What this task involves
In two sentences, summarize the abstract below on macrophage inflammation in heart failure with preserved ejection fraction.

=== Excerpted passage ===

Transcriptional regulation of macrophage inflammation in the heart failure with preserved ejection fraction

Abstract Funding Acknowledgements None. Introduction Heart failure with preserved ejection fraction (HFpEF) is a global public health problem with no effective treatment available. Pro-inflammatory cardiac macrophages are emerging as key determinants of adverse left ventricular remodeling; however, their role in HFpEF remains poorly understood. Mechanistically, the recruitment and activation of macrophages represent a key event in maladaptive myocardial remodeling in HFpEF patients. Evidence suggests that remodeling processes in HFpEF hearts are orchestrated and amplified by cardiac macrophages which regulate cardiomyocyte function, endothelial cell activation and fibroblast differentiation. Here we sought to determine the role of macrophage inflammation in experimental and human HFpEF. Methods Experiments were performed in rat cardiomyocytes (H9c2), human endothelial cells (HAECS), transgenic mice, and left ventricular (LV) myocardial samples from patients with HFpEF. H9c2 and HAECS treated with pro-inflammatory macrophage-like cells (RAW 264.7) conditional media in the presence or knockdown of a top-ranking activator of M1 type macrophages such as nuclear receptor corepressor 1 (NCOR1), were used to elucidate better the involvement of this gene in transcriptional regulation in vitro. The cardiac function of myeloid cell-specific NCOR1 knockout HFpEF mice undergoing a high-fat diet and L-NAME was investigated. LV myocardial samples were used to evaluate the pro-inflammatory activity of macrophages in human HFpEF tissues. Results Human and murine LV specimens showed upregulation of vascular adhesion molecules (ICAM1, ICAM2, E-selectin), recruitment of M1 macrophages to the myocardium, and decreased M2 macrophages. Notably, NCOR1 deletion in macrophages protected against diastolic dysfunction, exercise intolerance, and myocardial inflammation (TNF-a, IL6, IL-1b). Mechanistically, induction of metabolic stress by palmitic acid induced macrophage polarization, upregulation of NCOR1 and inflammatory genes in RAW cells. By contrast, Finally, NCOR1 depletion prevented pro-inflammatory transcriptional programs and secretion of TNF-a, IL6 and IL-1b in the macrophage secretome. Conclusion Targeting macrophage NCOR1 could represent a promising approach to blunt myocardial inflammation in HFpEF.

=== Record set ===

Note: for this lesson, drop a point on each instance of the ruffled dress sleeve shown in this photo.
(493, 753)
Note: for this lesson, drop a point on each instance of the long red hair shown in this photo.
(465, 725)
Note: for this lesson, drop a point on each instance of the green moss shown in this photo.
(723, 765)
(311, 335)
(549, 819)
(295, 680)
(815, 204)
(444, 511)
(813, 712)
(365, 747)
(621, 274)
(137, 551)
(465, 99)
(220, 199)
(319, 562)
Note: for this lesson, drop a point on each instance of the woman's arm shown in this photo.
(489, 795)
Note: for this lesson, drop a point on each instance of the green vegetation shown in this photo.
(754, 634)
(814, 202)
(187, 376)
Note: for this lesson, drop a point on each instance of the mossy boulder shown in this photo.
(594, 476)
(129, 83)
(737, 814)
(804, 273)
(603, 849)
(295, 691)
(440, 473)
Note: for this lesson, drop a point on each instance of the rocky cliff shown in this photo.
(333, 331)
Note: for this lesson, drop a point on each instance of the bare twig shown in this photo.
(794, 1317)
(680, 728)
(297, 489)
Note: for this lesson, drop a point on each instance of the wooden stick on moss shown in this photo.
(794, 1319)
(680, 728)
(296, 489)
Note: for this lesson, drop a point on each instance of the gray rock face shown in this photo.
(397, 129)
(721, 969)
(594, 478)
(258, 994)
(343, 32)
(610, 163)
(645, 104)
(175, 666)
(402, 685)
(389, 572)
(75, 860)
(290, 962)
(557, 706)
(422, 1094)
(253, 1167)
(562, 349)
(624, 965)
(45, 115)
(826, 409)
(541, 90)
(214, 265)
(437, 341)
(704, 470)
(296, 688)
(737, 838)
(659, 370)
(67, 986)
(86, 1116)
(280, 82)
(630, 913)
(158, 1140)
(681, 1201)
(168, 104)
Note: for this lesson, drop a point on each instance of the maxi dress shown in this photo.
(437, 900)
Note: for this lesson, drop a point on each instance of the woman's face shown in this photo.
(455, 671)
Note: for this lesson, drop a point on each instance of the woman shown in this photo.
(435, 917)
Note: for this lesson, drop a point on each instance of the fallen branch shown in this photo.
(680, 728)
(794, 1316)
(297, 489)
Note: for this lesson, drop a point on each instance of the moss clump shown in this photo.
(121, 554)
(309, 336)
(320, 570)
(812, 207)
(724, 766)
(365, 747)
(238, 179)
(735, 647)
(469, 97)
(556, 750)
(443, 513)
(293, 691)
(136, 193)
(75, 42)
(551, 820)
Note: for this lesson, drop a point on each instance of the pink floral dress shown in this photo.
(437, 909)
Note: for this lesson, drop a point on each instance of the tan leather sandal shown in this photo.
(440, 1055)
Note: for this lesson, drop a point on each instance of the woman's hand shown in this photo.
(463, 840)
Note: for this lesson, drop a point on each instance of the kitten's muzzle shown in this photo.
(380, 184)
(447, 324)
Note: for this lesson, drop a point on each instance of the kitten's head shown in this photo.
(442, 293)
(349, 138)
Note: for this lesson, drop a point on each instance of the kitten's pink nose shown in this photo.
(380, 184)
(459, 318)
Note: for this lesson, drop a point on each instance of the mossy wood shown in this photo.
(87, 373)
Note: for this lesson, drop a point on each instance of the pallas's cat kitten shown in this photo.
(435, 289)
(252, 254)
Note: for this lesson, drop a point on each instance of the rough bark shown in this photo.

===

Expected answer
Heart failure with preserved ejection fraction (HFpEF) has no effective treatment, and the study examined the role of macrophage inflammation in it using rat cardiomyocytes, human endothelial cells, transgenic mice, and left ventricular samples from patients with HFpEF. Human and murine heart tissue showed upregulated vascular adhesion molecules, more M1 and fewer M2 macrophages, and deleting NCOR1 in macrophages protected mice against diastolic dysfunction, exercise intolerance, and myocardial inflammation, leading to the conclusion that targeting macrophage NCOR1 could help blunt myocardial inflammation in HFpEF.